### TASK BRIEF
Please count the lines in the records that contain the string "spire", treating uppercase and lowercase as different, and give only that number.

### GIVEN DATA
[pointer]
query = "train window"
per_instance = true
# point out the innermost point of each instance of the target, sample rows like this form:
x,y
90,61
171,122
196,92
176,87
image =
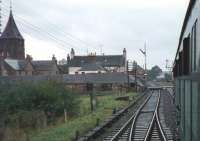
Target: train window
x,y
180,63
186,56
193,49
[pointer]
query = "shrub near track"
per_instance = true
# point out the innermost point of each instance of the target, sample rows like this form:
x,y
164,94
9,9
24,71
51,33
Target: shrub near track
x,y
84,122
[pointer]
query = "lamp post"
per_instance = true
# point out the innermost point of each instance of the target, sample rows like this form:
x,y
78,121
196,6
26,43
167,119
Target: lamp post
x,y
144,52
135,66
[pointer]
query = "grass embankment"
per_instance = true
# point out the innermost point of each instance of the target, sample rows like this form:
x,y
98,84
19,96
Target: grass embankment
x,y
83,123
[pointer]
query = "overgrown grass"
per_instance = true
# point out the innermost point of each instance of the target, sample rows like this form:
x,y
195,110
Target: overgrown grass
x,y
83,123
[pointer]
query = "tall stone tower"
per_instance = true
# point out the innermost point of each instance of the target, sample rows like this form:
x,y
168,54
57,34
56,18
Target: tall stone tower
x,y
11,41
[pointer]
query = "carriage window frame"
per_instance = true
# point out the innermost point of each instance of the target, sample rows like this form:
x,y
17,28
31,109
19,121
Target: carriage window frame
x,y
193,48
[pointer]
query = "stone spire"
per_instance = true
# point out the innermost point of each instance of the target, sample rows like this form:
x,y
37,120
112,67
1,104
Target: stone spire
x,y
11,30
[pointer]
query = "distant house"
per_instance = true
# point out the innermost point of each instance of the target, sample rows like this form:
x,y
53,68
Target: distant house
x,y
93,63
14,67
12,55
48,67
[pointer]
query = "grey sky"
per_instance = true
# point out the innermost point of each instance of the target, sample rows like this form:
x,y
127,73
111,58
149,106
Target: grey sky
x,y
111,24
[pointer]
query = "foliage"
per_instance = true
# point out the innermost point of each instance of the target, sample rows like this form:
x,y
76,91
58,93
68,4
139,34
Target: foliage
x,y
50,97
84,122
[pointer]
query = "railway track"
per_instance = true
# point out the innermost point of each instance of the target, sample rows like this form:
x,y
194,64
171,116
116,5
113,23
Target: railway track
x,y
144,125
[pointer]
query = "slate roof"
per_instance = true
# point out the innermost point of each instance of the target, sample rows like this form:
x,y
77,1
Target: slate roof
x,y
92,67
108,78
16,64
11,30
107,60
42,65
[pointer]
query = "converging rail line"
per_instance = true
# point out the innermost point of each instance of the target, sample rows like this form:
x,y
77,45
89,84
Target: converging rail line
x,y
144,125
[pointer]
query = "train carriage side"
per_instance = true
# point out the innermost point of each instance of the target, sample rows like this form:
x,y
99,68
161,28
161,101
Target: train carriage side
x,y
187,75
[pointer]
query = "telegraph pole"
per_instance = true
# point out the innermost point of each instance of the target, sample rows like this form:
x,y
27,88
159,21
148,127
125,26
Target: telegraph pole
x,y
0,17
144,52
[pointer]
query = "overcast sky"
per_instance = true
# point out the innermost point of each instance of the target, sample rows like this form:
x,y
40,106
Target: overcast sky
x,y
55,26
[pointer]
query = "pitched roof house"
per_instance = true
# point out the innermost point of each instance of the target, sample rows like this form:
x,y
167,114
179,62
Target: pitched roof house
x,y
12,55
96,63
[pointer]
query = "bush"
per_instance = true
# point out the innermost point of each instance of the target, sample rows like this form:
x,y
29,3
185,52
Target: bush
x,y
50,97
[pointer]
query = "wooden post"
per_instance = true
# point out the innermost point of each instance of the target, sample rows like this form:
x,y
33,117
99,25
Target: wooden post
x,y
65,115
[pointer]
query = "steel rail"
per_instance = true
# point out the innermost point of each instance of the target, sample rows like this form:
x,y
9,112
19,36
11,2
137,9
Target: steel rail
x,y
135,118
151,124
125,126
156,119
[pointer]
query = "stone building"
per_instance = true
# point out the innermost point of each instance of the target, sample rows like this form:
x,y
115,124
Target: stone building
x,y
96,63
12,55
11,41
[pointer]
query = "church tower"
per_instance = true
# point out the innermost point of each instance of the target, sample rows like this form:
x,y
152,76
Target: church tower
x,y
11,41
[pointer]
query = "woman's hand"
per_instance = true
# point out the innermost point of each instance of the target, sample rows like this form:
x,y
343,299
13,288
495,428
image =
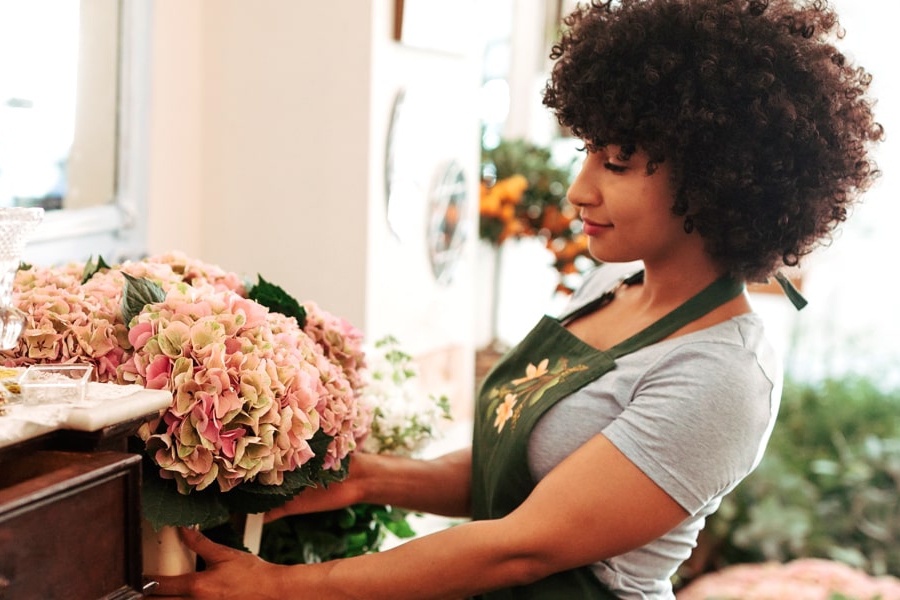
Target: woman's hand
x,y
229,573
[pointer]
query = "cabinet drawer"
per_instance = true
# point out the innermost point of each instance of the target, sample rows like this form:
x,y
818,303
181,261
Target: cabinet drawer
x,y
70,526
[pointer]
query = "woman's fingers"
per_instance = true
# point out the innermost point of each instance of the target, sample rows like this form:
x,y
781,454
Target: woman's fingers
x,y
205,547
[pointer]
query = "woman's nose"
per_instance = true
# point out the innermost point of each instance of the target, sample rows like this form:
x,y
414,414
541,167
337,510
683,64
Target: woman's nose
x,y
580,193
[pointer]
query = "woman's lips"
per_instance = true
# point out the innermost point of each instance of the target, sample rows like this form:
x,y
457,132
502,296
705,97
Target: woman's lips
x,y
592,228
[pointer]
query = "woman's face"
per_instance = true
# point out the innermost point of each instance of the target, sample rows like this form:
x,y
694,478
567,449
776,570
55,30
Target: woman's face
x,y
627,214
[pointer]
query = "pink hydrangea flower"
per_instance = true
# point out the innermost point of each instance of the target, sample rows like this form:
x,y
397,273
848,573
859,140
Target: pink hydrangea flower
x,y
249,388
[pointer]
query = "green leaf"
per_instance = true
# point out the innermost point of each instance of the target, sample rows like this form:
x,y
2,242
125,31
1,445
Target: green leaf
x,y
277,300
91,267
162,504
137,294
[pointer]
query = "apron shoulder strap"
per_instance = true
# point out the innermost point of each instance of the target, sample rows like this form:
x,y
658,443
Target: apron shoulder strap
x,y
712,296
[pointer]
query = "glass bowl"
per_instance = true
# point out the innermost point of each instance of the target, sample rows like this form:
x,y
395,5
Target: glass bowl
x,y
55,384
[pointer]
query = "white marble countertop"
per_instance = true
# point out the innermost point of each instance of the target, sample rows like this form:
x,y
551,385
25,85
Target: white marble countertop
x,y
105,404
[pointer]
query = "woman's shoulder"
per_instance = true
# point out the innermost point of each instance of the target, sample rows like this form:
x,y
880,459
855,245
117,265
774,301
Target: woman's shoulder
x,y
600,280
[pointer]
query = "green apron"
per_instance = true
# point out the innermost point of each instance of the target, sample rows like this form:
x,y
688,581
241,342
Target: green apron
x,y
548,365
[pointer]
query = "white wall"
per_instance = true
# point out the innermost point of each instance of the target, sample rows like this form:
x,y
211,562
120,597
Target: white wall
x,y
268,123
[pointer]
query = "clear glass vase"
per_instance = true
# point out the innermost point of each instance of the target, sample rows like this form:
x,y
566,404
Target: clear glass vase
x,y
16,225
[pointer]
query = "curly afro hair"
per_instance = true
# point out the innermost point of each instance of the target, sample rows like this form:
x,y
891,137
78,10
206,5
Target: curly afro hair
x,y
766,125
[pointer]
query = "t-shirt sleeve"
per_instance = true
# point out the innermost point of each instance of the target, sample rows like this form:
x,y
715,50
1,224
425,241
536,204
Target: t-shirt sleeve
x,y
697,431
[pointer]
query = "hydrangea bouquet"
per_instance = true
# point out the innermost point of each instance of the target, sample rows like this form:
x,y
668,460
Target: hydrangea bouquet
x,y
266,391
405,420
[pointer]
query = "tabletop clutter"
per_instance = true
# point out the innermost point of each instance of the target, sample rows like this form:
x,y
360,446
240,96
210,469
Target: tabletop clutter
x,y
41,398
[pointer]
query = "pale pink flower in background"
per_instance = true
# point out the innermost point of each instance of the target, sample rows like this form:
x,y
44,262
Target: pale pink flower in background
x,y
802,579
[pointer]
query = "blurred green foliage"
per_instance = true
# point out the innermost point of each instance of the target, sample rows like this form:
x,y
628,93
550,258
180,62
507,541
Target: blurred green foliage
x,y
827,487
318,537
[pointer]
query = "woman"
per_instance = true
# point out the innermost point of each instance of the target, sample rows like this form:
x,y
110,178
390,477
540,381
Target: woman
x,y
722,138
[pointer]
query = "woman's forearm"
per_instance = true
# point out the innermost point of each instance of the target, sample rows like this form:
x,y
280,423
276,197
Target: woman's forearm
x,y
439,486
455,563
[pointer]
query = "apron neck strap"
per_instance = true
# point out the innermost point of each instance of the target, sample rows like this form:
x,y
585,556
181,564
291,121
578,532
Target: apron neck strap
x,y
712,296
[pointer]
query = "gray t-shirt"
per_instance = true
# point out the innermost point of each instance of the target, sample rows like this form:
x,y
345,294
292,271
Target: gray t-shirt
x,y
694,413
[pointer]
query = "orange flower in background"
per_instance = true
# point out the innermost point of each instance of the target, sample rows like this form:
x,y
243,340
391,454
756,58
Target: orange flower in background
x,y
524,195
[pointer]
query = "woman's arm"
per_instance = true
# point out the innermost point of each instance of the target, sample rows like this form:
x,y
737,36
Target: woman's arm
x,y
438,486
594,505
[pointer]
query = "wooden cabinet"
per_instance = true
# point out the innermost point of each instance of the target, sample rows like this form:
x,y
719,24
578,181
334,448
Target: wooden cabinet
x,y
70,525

### TASK OUTPUT
2